— start of DATA PROVIDED —

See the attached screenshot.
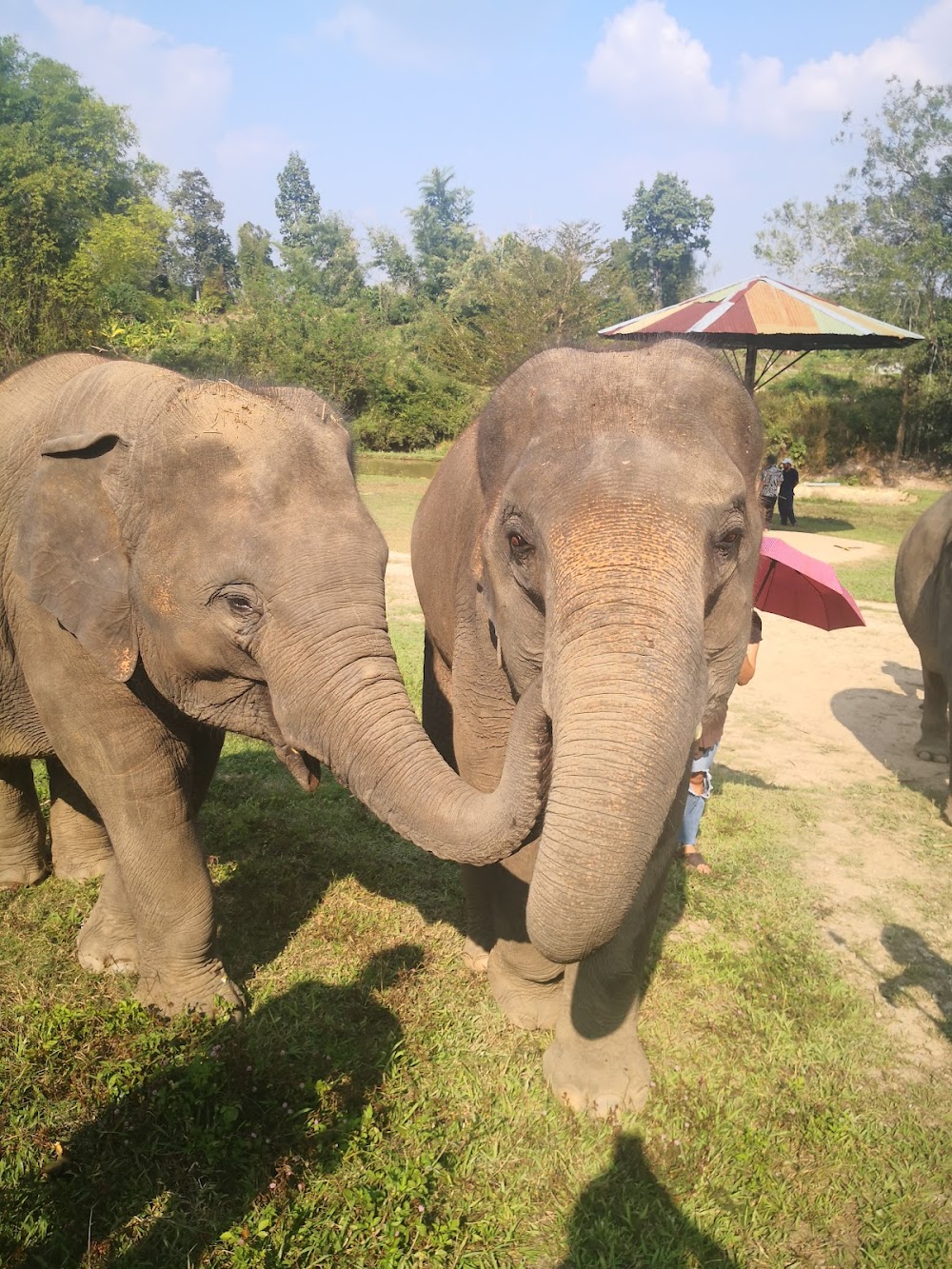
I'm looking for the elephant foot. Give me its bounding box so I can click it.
[136,961,245,1021]
[76,903,138,973]
[542,1032,651,1120]
[464,937,488,977]
[0,862,50,889]
[487,948,563,1030]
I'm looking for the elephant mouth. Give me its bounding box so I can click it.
[274,744,321,793]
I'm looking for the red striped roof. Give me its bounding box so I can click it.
[599,277,922,349]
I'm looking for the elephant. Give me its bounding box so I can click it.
[895,494,952,823]
[411,340,762,1114]
[0,353,548,1014]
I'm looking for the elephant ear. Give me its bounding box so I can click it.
[14,431,138,683]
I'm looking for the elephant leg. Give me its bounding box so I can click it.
[462,864,499,973]
[46,758,113,881]
[23,627,244,1014]
[76,855,138,973]
[542,817,677,1116]
[915,664,949,763]
[481,843,565,1030]
[0,758,50,889]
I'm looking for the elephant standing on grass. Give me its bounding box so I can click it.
[412,342,762,1113]
[0,354,547,1013]
[896,494,952,823]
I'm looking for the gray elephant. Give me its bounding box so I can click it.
[0,354,547,1013]
[896,494,952,821]
[412,342,762,1113]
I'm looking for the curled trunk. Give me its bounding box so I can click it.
[267,608,548,864]
[526,579,707,963]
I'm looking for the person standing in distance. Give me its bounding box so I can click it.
[777,458,800,525]
[761,454,783,525]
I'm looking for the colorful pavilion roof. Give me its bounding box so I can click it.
[598,278,922,351]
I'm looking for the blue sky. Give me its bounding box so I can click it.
[7,0,952,285]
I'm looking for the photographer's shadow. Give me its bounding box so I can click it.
[18,945,423,1269]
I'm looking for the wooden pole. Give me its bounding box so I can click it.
[744,344,757,396]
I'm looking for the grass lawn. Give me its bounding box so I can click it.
[0,477,952,1269]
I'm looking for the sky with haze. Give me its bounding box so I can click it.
[7,0,952,294]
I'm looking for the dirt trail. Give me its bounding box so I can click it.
[387,533,952,1079]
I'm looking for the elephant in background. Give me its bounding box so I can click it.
[0,354,547,1013]
[412,340,762,1114]
[895,494,952,823]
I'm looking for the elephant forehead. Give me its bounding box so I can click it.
[503,433,745,507]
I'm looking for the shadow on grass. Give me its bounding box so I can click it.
[559,1136,740,1269]
[202,747,464,981]
[770,512,856,534]
[880,925,952,1043]
[0,945,423,1269]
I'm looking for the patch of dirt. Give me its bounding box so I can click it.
[717,534,952,1078]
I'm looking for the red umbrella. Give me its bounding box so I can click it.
[754,537,865,631]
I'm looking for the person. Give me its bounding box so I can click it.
[761,454,783,525]
[678,609,763,873]
[777,458,800,525]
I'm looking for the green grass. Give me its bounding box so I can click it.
[0,479,952,1269]
[795,488,943,547]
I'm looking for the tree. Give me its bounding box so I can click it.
[426,221,613,385]
[622,171,713,308]
[0,35,146,369]
[407,168,476,300]
[754,79,952,454]
[237,221,277,302]
[274,151,363,304]
[169,168,237,302]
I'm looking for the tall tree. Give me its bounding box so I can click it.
[622,171,713,307]
[169,168,237,301]
[407,168,476,300]
[0,35,145,369]
[274,151,363,305]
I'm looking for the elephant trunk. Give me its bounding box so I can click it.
[526,561,707,963]
[263,586,548,864]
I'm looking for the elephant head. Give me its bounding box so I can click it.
[473,342,762,962]
[15,358,545,862]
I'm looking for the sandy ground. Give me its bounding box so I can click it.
[387,533,952,1079]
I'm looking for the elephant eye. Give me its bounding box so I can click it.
[213,586,262,622]
[225,595,254,617]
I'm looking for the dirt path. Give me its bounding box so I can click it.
[387,533,952,1079]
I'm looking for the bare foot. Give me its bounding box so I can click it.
[681,846,711,877]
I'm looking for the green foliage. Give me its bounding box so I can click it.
[757,353,902,471]
[622,171,713,308]
[274,151,363,304]
[420,221,614,386]
[0,35,144,369]
[169,168,237,300]
[407,168,476,300]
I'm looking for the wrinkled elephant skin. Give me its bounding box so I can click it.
[896,494,952,823]
[412,342,762,1114]
[0,354,547,1013]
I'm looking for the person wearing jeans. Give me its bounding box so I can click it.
[678,612,763,873]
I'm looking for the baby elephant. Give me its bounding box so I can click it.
[0,354,547,1013]
[896,494,952,823]
[412,342,762,1113]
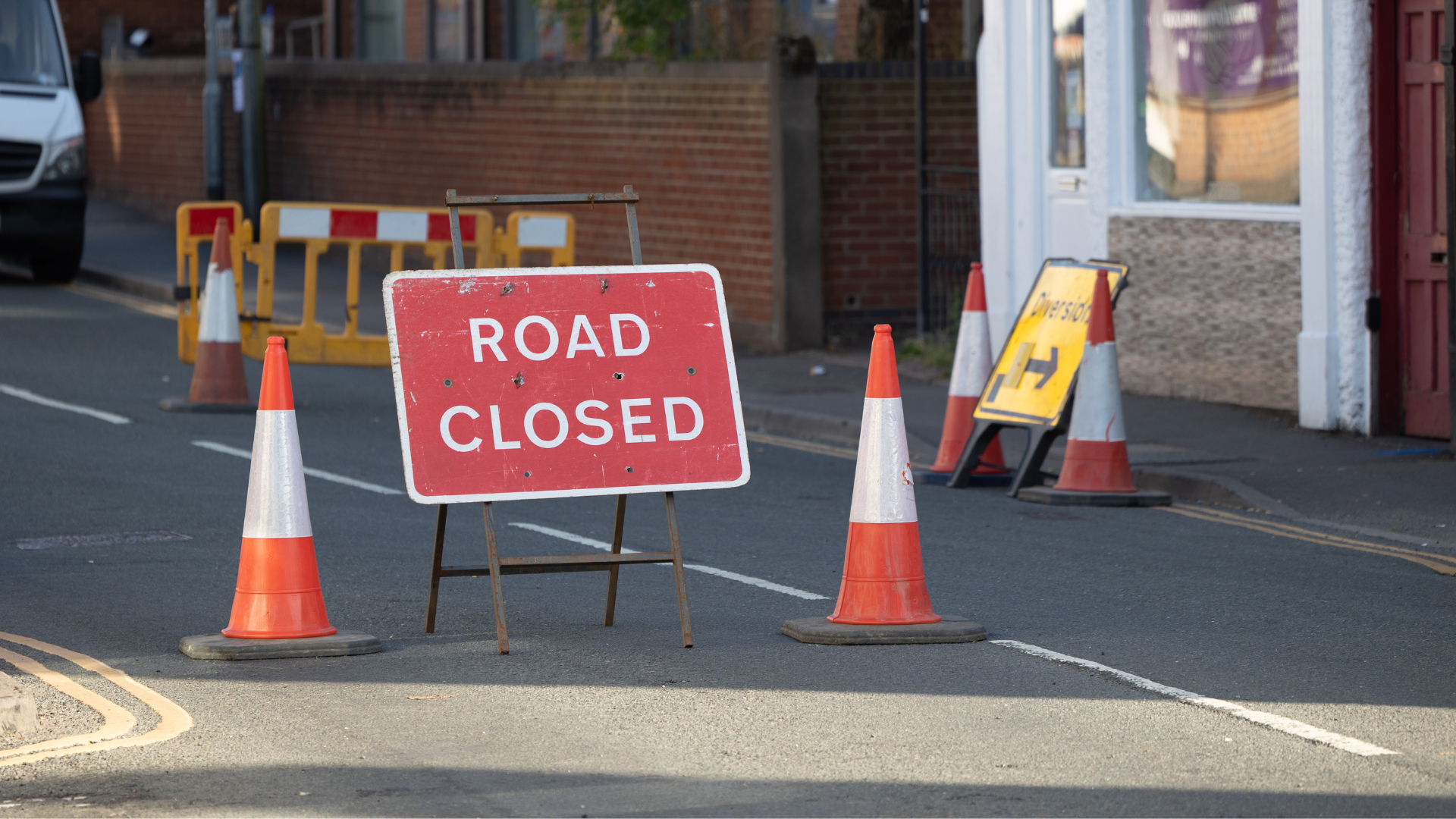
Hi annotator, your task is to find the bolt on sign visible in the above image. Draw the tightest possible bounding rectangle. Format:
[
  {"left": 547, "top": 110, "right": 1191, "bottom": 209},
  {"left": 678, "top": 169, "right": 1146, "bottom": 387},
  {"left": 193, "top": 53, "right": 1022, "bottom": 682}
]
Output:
[
  {"left": 384, "top": 265, "right": 748, "bottom": 504},
  {"left": 973, "top": 259, "right": 1127, "bottom": 427}
]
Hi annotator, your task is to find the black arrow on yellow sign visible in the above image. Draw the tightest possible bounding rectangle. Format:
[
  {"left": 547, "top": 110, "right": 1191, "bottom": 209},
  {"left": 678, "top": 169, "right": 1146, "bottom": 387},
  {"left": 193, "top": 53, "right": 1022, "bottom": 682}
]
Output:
[{"left": 1027, "top": 347, "right": 1057, "bottom": 389}]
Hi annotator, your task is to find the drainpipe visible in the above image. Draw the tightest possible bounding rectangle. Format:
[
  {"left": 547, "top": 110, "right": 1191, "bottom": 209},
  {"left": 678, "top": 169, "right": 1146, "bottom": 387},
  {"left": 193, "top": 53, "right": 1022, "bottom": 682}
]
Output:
[
  {"left": 237, "top": 0, "right": 268, "bottom": 234},
  {"left": 1442, "top": 0, "right": 1456, "bottom": 452},
  {"left": 202, "top": 0, "right": 226, "bottom": 199}
]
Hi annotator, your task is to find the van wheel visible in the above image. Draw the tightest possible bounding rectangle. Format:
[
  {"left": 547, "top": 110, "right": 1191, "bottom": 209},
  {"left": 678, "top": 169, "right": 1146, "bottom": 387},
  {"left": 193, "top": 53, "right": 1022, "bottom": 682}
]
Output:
[{"left": 30, "top": 249, "right": 82, "bottom": 284}]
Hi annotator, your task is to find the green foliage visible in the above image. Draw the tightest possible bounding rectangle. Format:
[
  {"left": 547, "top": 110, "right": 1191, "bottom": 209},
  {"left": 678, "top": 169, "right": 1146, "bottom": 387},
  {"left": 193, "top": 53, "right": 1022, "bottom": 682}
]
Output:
[{"left": 533, "top": 0, "right": 687, "bottom": 63}]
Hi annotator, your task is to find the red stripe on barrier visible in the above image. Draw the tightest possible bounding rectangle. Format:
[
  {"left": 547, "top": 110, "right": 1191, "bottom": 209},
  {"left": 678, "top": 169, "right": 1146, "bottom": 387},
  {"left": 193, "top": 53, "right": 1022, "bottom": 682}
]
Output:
[
  {"left": 187, "top": 207, "right": 237, "bottom": 236},
  {"left": 329, "top": 210, "right": 378, "bottom": 239},
  {"left": 429, "top": 213, "right": 475, "bottom": 242}
]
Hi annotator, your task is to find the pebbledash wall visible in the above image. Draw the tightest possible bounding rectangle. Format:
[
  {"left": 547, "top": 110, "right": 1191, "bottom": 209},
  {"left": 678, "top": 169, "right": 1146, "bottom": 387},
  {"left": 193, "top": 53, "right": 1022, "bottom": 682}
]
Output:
[{"left": 86, "top": 58, "right": 975, "bottom": 351}]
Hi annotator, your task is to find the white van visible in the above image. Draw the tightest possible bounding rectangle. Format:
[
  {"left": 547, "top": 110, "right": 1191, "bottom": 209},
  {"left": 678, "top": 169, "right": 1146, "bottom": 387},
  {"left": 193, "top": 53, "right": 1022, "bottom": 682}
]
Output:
[{"left": 0, "top": 0, "right": 100, "bottom": 283}]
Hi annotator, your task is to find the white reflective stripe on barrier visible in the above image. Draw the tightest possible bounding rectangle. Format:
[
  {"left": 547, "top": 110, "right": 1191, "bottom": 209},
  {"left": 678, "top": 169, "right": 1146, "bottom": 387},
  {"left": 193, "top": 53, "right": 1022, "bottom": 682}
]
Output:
[
  {"left": 849, "top": 398, "right": 918, "bottom": 523},
  {"left": 951, "top": 310, "right": 996, "bottom": 398},
  {"left": 374, "top": 210, "right": 429, "bottom": 242},
  {"left": 196, "top": 262, "right": 243, "bottom": 344},
  {"left": 243, "top": 410, "right": 313, "bottom": 538},
  {"left": 1067, "top": 341, "right": 1127, "bottom": 441},
  {"left": 278, "top": 207, "right": 329, "bottom": 239},
  {"left": 516, "top": 215, "right": 566, "bottom": 248}
]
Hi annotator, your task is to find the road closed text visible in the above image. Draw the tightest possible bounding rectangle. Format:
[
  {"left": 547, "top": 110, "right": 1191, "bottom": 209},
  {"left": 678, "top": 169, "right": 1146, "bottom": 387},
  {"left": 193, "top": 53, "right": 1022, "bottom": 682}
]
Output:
[{"left": 440, "top": 397, "right": 703, "bottom": 452}]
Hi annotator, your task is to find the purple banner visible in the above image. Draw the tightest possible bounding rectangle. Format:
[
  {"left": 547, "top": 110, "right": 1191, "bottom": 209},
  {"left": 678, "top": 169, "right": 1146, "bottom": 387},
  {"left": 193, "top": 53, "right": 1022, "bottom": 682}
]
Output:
[{"left": 1147, "top": 0, "right": 1299, "bottom": 99}]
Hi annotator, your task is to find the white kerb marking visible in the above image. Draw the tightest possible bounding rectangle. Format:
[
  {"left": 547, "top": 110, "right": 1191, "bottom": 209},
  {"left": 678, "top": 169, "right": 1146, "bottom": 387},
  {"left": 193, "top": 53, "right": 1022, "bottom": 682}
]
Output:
[
  {"left": 192, "top": 440, "right": 405, "bottom": 495},
  {"left": 0, "top": 383, "right": 131, "bottom": 424},
  {"left": 196, "top": 262, "right": 243, "bottom": 344},
  {"left": 992, "top": 640, "right": 1401, "bottom": 756},
  {"left": 1067, "top": 341, "right": 1127, "bottom": 441},
  {"left": 951, "top": 310, "right": 993, "bottom": 398},
  {"left": 511, "top": 523, "right": 830, "bottom": 601},
  {"left": 278, "top": 207, "right": 329, "bottom": 239},
  {"left": 849, "top": 398, "right": 918, "bottom": 523},
  {"left": 374, "top": 210, "right": 429, "bottom": 242},
  {"left": 516, "top": 215, "right": 566, "bottom": 248}
]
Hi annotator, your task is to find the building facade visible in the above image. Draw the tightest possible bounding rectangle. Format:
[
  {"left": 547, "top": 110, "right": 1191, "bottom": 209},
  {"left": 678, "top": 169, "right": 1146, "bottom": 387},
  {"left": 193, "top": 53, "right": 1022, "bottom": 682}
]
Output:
[{"left": 978, "top": 0, "right": 1450, "bottom": 438}]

— end of DATA PROVIDED —

[TASK INSTRUCTIONS] Write out the rows from the line containing "I'm looking for the green grass." through the line containing "[169,168,237,302]" as a numbered list, leaving out any blank lines.

[SOLUTION]
1. I'm looking for the green grass. Give me its bounding box so I can click it.
2. [0,479,952,1269]
3. [795,488,943,547]
4. I'm looking for the tree. Give me its bounding box so I can click it.
5. [426,221,613,385]
6. [622,171,713,308]
7. [0,35,146,369]
8. [407,168,476,300]
9. [754,79,952,454]
10. [237,221,277,302]
11. [274,151,363,304]
12. [169,168,237,302]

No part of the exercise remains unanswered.